(TESTO ESTRATTO)
━━━━━━━━
Lo scorso lunedì 22 marzo 2021 si è tenuto il primo sciopero in Italia per il colosso dell’e-commerce. Lunedì è stato il giorno dello stop di Amazon, una tappa storica nelle relazioni sindacali con il gigante di Seattle.

Il fermo riguarda un esercito di 9.500 addetti al magazzino e 15 mila driver. Alcuni degli scioperanti hanno voluto spiegarne il motivo. Ecco tutti i dettagli.

 

Amazon e lo sciopero di lunedì, alcuni lavoratori hanno spiegato il perché

Lo sciopero, che a metà giornata ha registrato un’adesione del 75% secondo i sindacati, è stato proclamato da Filt Cgil, Fit Cisl e Uiltrasporti, mentre da più parti arriva l’appello: “Rispettatelo, non comprate per 24 ore“. Le richieste sul tavolo sono numerose: verifica dei carichi di lavoro, contrattazione dei turni, corretto inquadramento professionale del personale, riduzione dell’orario di lavoro dei driver, buoni pasto, stabilizzazione dei tempi determinati e dei lavoratori interinali, continuità occupazionale e stop a turnover esasperato.
━━━━━━━━
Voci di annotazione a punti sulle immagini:

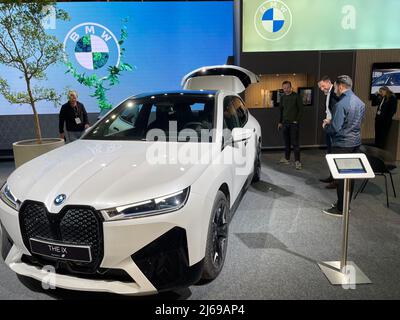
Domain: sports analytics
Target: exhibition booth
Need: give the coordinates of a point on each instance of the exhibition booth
(105, 218)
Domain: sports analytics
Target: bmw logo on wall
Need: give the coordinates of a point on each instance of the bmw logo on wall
(92, 47)
(60, 199)
(273, 20)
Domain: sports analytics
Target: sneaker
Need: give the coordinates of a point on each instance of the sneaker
(333, 211)
(284, 161)
(327, 180)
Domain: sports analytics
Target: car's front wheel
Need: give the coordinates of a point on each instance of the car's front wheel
(217, 238)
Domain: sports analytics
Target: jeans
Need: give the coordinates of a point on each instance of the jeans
(328, 140)
(340, 183)
(73, 135)
(291, 137)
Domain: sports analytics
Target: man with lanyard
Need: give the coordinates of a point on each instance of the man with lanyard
(326, 86)
(345, 131)
(291, 107)
(74, 115)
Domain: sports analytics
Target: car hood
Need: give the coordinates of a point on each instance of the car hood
(105, 174)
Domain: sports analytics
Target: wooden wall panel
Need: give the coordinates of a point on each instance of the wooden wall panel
(364, 61)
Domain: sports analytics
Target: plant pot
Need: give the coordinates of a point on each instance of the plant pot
(27, 150)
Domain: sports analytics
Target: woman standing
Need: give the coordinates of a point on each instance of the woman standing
(386, 102)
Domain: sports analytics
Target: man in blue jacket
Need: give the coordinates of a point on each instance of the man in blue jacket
(345, 130)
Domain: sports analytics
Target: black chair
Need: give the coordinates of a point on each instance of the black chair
(381, 163)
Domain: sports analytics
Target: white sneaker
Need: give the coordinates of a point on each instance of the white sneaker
(284, 161)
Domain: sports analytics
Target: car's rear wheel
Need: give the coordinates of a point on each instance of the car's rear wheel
(257, 165)
(217, 238)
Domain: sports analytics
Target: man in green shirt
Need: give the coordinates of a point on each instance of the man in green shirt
(291, 107)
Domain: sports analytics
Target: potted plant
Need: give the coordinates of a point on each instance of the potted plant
(25, 46)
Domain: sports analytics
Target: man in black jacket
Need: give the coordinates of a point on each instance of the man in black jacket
(326, 86)
(386, 102)
(74, 115)
(291, 107)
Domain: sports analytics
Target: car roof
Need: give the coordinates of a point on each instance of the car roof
(175, 93)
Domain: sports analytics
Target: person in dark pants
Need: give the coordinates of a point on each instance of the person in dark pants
(386, 102)
(74, 116)
(326, 86)
(291, 106)
(345, 130)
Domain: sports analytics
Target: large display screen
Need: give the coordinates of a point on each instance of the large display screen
(166, 40)
(287, 25)
(385, 75)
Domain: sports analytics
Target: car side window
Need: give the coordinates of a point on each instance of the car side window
(231, 119)
(241, 111)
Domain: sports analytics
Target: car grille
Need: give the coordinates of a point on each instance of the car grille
(76, 225)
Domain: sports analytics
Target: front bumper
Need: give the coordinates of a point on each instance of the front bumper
(157, 253)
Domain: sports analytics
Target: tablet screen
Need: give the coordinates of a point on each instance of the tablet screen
(349, 165)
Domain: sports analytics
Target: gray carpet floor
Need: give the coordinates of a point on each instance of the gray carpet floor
(276, 239)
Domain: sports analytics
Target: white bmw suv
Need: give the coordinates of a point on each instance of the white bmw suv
(142, 202)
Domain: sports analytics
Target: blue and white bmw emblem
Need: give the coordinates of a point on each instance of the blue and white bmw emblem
(273, 20)
(59, 199)
(92, 47)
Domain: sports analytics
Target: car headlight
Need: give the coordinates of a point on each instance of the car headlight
(155, 206)
(8, 198)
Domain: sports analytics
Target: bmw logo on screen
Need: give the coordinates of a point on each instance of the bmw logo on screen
(91, 46)
(60, 199)
(273, 20)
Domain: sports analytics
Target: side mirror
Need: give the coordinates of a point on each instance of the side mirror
(241, 134)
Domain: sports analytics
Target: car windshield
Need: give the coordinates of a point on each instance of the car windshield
(165, 117)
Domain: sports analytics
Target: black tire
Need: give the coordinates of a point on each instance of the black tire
(257, 166)
(217, 238)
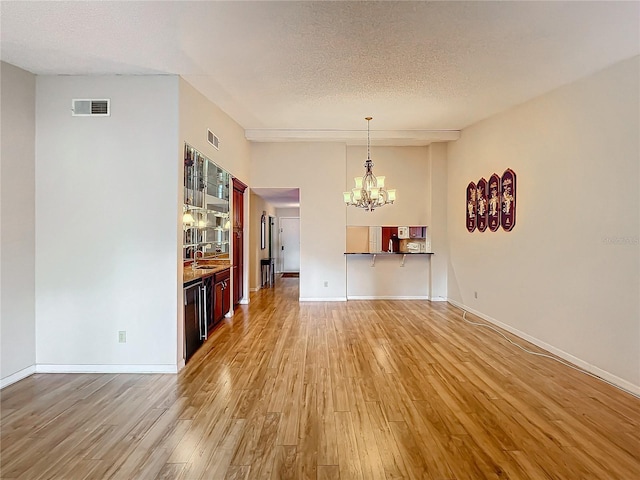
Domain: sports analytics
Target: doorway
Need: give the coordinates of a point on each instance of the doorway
(290, 244)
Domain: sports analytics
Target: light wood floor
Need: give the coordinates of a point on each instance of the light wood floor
(355, 390)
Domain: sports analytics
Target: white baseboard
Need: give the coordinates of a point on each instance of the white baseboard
(619, 382)
(387, 297)
(53, 368)
(322, 299)
(16, 377)
(438, 299)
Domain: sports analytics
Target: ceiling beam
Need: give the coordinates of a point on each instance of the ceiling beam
(354, 137)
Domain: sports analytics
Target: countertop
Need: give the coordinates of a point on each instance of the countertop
(190, 275)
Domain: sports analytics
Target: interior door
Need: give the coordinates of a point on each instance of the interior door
(290, 244)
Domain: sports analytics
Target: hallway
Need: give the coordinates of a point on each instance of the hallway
(343, 390)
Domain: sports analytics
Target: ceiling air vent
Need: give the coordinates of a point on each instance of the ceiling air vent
(90, 107)
(213, 140)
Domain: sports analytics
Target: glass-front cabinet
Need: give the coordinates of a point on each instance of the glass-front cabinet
(206, 222)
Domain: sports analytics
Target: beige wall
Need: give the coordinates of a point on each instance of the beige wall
(316, 169)
(567, 276)
(17, 224)
(196, 115)
(437, 220)
(257, 205)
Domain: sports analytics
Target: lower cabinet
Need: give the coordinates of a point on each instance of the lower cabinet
(221, 295)
(193, 311)
(205, 304)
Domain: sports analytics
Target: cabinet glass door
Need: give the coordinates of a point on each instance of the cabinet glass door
(206, 207)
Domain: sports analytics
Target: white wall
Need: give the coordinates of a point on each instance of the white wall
(106, 224)
(568, 273)
(17, 224)
(317, 169)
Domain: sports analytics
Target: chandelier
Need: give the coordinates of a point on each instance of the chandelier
(369, 192)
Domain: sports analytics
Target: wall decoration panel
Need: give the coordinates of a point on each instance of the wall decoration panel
(494, 202)
(471, 207)
(482, 212)
(508, 187)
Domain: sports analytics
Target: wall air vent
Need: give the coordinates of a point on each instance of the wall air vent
(83, 107)
(213, 140)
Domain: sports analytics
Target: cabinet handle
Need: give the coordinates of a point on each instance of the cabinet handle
(204, 319)
(200, 312)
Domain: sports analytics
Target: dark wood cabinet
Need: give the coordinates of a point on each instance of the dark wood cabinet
(192, 319)
(238, 240)
(221, 295)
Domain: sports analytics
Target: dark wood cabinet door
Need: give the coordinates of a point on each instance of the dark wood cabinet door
(192, 334)
(226, 297)
(238, 253)
(238, 240)
(218, 303)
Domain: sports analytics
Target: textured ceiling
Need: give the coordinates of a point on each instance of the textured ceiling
(327, 65)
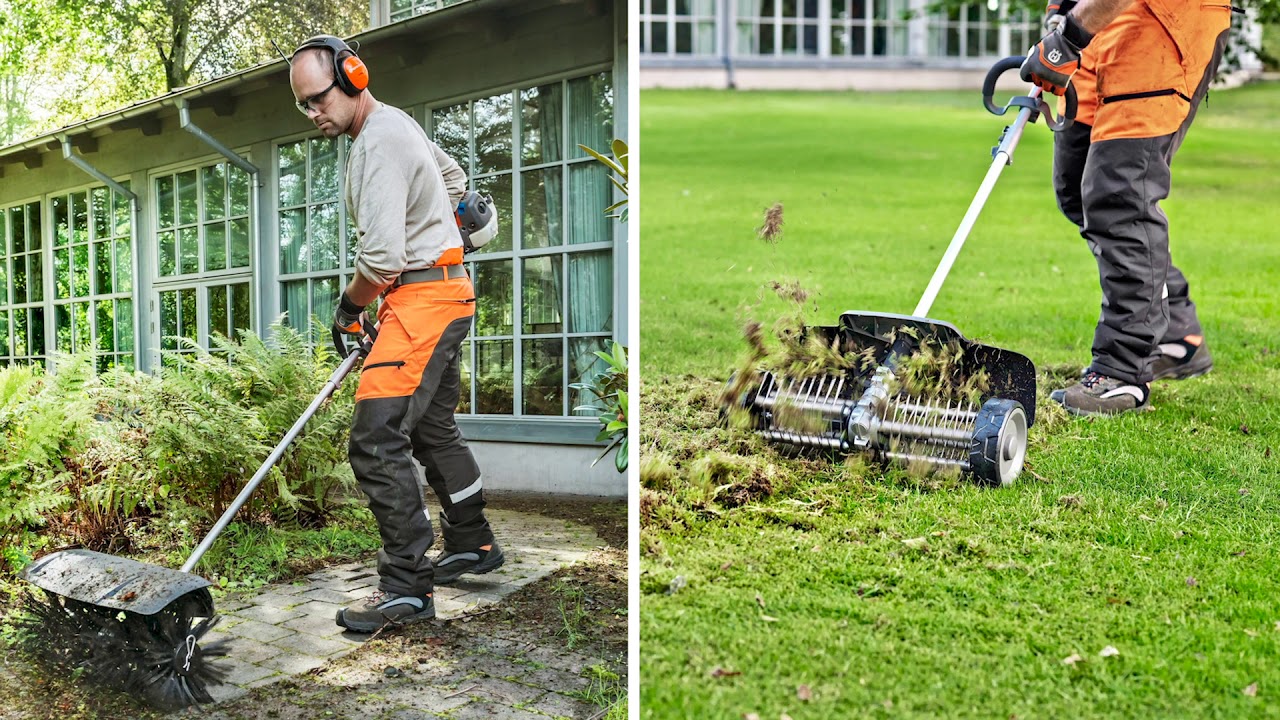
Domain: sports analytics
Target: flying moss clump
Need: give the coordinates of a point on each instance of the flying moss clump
(938, 373)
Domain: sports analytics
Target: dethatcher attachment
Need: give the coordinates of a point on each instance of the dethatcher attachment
(867, 409)
(981, 429)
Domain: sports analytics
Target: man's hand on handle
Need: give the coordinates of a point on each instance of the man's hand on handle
(351, 319)
(1051, 62)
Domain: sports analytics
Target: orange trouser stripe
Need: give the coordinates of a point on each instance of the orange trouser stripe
(411, 320)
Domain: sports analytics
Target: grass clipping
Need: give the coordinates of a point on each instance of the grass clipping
(699, 455)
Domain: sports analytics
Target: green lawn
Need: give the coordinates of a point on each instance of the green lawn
(1152, 534)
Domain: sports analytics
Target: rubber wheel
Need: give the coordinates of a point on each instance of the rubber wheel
(999, 445)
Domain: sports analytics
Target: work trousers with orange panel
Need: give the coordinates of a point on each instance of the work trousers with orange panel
(405, 404)
(1139, 85)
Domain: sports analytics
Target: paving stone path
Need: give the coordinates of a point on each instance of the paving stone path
(287, 629)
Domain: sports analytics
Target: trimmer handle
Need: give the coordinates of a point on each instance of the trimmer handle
(1034, 99)
(362, 345)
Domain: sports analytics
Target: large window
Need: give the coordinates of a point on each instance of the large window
(973, 31)
(777, 27)
(204, 236)
(22, 318)
(316, 236)
(544, 286)
(677, 27)
(94, 276)
(868, 27)
(403, 9)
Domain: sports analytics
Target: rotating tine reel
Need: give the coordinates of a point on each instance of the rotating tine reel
(863, 410)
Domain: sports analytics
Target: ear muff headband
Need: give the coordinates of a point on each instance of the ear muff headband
(348, 69)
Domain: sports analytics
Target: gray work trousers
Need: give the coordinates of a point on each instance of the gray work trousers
(1111, 190)
(387, 434)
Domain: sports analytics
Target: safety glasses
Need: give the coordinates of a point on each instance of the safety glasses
(309, 104)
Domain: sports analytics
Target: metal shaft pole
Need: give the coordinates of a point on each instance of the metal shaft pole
(1004, 156)
(325, 392)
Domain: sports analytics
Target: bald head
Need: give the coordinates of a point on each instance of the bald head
(314, 82)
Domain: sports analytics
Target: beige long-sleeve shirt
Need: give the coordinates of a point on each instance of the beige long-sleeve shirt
(402, 191)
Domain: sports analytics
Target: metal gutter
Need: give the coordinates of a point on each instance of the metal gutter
(103, 177)
(227, 82)
(184, 123)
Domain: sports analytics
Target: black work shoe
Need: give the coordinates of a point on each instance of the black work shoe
(385, 609)
(452, 565)
(1180, 360)
(1100, 395)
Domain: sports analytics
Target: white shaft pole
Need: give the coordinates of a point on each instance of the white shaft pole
(1004, 156)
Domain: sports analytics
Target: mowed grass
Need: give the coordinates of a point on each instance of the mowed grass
(1151, 534)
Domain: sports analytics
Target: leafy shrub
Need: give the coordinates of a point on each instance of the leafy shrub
(103, 460)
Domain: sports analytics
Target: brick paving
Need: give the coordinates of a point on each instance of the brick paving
(284, 630)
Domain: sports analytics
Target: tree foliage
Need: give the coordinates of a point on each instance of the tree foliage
(65, 60)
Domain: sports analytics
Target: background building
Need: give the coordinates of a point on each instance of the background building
(836, 44)
(219, 206)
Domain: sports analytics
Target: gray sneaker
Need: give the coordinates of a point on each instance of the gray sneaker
(385, 609)
(452, 565)
(1180, 360)
(1100, 395)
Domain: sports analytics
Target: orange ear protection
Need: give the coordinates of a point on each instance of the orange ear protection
(348, 69)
━━━━━━━━
(COMPITI SCRITTI)
1. Nel testo sullo sciopero di Amazon, quale percentuale di adesione avevano registrato i sindacati a metà giornata?
2. Per favore, prosegui il testo sullo sciopero di Amazon dopo l'ultima frase riportata.

(RISULTATI IN ORDINE)
1. Il 75%.

2.
Dalla sua parte, il colosso di Seattle, ribatte punto su punto: “Mettiamo al primo posto i dipendenti, offriamo loro un ambiente di lavoro sicuro, moderno e inclusivo, con salari competitivi, benefit e ottime opportunità di crescita professionale

“. Dicono gli addetti al magazzino, gli ingranaggi di questa logistica leader nel mondo, che anche la tempistica del dolore è ormai standardizzata.

Giampaolo Meloni ci spiega la sua situazione, ha 38 anni, vive a Piacenza e lavora in Amazon dal 2012. Contratto a tempo indeterminato dal 2014 e stipendio di 1.600 euro lordi al mese. Quello di Castel San Giovanni, infatti, è l’unico centro Amazon in Italia in cui viene applicato il contratto del commercio e non quello della logistica. Giampaolo spiega che il suo lavoro si divide in “pick” e “pack”. “Con il pick devi andare a prendere i pacchi da una parte all’altra e questo significa che mediamente percorri 20 chilometri a turno. Con il pack, invece, se ne vanno schiena, spalle, braccia, polsi. Io stesso ho un tutore alla caviglia“. E come lui tantissimi altri lavoratori hanno spiegato il proprio punto di vista e l’azienda ha sostenuto comunque di essere in regola.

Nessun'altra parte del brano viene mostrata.